*Description of the task*. Reproduce the stretch of rows from the line containing "query: the noun phrase to segment: flower bud" through the end of the rows, requests included, and shift every point coordinate in the answers by adding 57 to it.

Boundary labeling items
>>>

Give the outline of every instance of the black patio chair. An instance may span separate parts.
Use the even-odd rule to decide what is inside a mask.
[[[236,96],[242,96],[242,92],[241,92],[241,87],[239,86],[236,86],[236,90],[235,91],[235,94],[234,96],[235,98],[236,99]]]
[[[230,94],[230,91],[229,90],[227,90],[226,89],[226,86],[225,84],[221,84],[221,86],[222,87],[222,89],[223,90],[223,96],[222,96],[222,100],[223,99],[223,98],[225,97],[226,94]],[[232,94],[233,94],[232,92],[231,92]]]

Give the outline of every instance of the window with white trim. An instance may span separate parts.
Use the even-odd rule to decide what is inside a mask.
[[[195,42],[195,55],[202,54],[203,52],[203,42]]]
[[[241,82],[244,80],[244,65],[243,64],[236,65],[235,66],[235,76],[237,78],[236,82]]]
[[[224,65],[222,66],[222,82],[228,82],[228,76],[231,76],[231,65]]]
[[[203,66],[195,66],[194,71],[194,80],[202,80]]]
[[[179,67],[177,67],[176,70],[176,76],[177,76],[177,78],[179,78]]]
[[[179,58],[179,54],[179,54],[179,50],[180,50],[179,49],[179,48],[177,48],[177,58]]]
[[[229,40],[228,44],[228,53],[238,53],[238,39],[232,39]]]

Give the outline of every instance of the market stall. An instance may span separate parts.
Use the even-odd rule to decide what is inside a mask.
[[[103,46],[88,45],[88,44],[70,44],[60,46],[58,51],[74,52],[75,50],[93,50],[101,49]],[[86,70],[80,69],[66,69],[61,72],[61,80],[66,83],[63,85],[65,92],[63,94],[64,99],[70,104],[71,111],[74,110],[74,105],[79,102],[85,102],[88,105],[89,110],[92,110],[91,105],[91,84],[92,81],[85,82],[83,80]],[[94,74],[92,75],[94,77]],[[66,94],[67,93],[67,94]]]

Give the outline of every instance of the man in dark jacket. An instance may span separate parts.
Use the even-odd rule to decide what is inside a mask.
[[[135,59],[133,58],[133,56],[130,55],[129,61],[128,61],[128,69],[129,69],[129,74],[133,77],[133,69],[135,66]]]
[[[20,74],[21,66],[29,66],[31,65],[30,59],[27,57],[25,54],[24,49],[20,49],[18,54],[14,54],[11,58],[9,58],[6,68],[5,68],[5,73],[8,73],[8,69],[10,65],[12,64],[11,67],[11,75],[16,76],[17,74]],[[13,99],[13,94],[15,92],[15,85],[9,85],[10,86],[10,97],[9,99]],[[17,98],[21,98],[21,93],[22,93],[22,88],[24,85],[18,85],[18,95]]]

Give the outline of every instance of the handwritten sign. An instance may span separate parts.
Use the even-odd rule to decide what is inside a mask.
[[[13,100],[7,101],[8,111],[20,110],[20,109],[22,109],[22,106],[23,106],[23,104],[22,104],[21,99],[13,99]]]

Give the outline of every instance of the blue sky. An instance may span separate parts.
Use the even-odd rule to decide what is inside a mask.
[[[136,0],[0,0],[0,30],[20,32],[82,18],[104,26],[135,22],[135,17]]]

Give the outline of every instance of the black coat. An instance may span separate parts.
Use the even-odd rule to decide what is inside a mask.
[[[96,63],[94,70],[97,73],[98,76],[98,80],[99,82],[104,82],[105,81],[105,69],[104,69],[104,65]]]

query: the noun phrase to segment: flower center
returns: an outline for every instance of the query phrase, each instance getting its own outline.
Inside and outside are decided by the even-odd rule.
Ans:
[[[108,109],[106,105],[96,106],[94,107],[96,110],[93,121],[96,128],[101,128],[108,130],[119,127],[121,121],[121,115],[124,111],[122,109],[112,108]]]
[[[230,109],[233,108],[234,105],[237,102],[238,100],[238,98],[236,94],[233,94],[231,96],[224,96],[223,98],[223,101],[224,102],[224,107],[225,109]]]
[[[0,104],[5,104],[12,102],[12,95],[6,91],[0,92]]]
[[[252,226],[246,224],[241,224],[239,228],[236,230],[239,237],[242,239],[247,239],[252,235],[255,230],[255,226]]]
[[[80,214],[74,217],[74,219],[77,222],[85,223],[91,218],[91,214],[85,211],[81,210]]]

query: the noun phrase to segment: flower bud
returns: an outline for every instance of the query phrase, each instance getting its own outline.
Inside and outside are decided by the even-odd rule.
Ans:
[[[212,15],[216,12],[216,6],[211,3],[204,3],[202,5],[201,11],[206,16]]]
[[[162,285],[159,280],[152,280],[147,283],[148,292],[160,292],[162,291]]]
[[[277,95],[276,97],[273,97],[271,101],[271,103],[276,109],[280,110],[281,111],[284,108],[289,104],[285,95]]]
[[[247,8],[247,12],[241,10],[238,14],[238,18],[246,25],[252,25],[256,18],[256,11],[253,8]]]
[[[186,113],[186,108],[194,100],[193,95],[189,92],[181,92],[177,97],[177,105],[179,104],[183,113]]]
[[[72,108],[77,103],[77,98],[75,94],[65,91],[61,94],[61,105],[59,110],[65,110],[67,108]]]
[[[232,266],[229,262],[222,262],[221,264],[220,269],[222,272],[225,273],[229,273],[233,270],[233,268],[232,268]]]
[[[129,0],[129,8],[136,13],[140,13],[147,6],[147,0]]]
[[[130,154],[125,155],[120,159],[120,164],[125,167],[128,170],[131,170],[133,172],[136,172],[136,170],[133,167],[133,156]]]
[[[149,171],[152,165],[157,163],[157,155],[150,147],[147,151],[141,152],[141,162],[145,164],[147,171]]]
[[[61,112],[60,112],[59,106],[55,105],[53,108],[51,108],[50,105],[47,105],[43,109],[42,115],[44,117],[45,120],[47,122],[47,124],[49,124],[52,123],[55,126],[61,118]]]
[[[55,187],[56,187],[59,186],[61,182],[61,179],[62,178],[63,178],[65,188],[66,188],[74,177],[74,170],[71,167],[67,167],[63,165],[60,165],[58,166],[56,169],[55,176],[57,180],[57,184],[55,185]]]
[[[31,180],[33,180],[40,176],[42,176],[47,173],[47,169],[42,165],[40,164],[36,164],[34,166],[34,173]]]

<<<

*Solution*.
query: the noun phrase to segment: flower bud
returns: an outline for every instance of the query phrase, each instance getting its own outline.
Inside and outside are decided by the even-odd rule.
Ans:
[[[269,72],[273,69],[273,63],[268,60],[261,60],[259,62],[258,68],[263,73]]]
[[[219,342],[216,337],[209,337],[204,340],[205,349],[217,349],[219,348]]]
[[[334,152],[333,154],[330,154],[328,158],[328,160],[333,166],[337,167],[338,168],[341,165],[346,161],[342,152]]]
[[[304,65],[304,69],[298,67],[295,71],[295,75],[303,82],[309,82],[313,75],[313,68],[310,65]]]
[[[243,170],[243,165],[251,157],[250,152],[246,149],[238,149],[234,154],[234,162],[236,161],[240,170]]]
[[[129,165],[134,160],[134,155],[132,151],[122,148],[118,151],[118,162],[116,167],[122,167],[124,165]]]
[[[289,323],[286,319],[279,319],[278,321],[277,326],[279,329],[282,330],[286,330],[290,327],[290,325],[289,325]]]
[[[186,57],[186,65],[193,70],[197,70],[204,63],[204,57]]]
[[[187,211],[182,212],[177,216],[177,221],[182,224],[185,227],[188,227],[190,229],[193,229],[193,227],[190,224],[190,213]]]
[[[206,228],[209,222],[214,220],[214,212],[207,204],[204,208],[198,209],[198,219],[202,221],[204,228]]]
[[[118,169],[117,169],[116,163],[112,162],[110,165],[108,165],[107,162],[104,162],[100,166],[99,172],[101,174],[102,177],[104,179],[104,181],[106,181],[109,180],[112,183],[118,175]]]
[[[112,244],[113,244],[116,243],[118,239],[118,236],[119,235],[120,235],[122,245],[123,245],[131,234],[131,227],[128,224],[124,224],[120,222],[117,222],[115,223],[113,226],[112,233],[114,237],[114,241],[112,242]]]
[[[88,237],[90,237],[97,233],[99,233],[104,230],[104,226],[99,222],[97,221],[93,221],[91,223],[91,230]]]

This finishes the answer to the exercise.